**PROBLEM REQUIREMENTS**:
Find each line in the records below that contains the word "rough", and copy it out.

**DATA**:
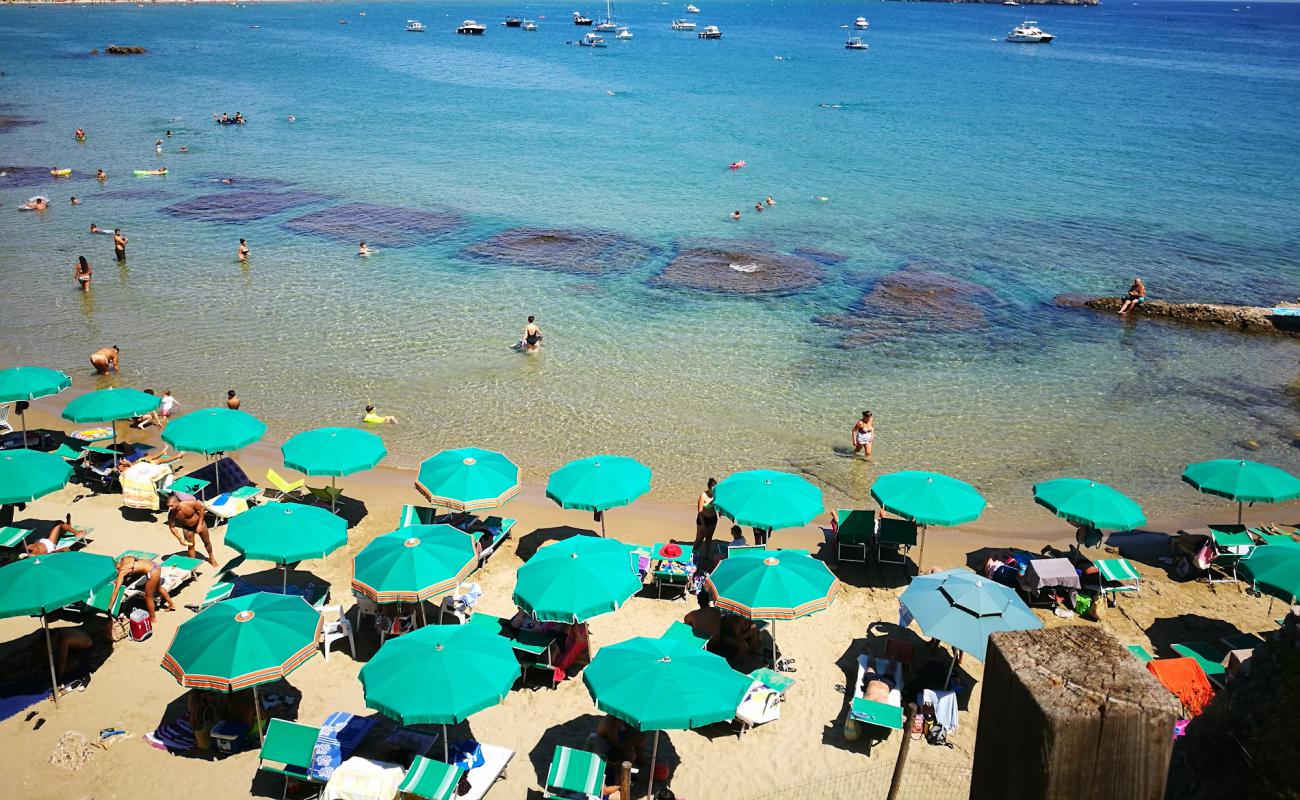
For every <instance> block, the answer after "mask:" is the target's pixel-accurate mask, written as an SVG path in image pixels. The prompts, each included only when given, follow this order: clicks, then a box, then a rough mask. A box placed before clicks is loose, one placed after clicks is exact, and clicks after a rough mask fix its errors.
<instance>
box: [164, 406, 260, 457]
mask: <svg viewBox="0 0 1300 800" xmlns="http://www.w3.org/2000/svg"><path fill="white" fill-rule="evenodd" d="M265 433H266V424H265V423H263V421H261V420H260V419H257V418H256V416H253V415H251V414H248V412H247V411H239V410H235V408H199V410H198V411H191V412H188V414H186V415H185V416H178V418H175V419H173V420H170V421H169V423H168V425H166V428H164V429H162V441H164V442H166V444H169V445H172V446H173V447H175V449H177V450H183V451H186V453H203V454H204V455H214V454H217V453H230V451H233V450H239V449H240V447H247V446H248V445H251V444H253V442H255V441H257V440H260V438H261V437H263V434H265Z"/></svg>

==

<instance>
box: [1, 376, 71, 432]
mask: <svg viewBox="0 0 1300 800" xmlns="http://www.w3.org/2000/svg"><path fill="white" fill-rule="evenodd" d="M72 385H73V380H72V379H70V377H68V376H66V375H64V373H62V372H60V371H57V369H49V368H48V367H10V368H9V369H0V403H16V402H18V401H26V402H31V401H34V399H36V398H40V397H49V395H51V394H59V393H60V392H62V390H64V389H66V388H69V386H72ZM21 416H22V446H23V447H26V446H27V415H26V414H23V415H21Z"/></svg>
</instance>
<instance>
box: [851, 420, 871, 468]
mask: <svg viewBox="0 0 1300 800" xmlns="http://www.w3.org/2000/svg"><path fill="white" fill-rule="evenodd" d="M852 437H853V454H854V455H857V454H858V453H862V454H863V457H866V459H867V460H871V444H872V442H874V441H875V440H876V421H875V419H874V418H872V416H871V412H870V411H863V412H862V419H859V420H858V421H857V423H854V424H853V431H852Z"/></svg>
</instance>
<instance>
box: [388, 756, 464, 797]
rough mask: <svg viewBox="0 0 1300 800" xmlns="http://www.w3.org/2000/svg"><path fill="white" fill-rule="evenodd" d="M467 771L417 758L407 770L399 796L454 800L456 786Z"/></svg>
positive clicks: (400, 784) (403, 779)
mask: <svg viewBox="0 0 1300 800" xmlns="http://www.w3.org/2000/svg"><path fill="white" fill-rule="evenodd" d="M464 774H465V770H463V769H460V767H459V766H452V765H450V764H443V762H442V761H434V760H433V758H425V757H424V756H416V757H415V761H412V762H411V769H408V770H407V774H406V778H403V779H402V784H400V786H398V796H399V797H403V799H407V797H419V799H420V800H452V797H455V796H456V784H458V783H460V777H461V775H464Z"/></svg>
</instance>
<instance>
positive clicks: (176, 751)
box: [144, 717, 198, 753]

**RESULT OF THE EXERCISE**:
For every <instance> block, the answer after "mask:" is the target's pixel-accurate mask, written as an SVG path in image pixels. The prompts, each included only when given, follow this order: clicks, then a box, then a rough mask. A box placed before clicks is loose, one placed after clicks is exact, and clicks after a rough mask fix its errors.
rough mask: <svg viewBox="0 0 1300 800" xmlns="http://www.w3.org/2000/svg"><path fill="white" fill-rule="evenodd" d="M467 771L417 758L407 770L399 796L454 800L456 786Z"/></svg>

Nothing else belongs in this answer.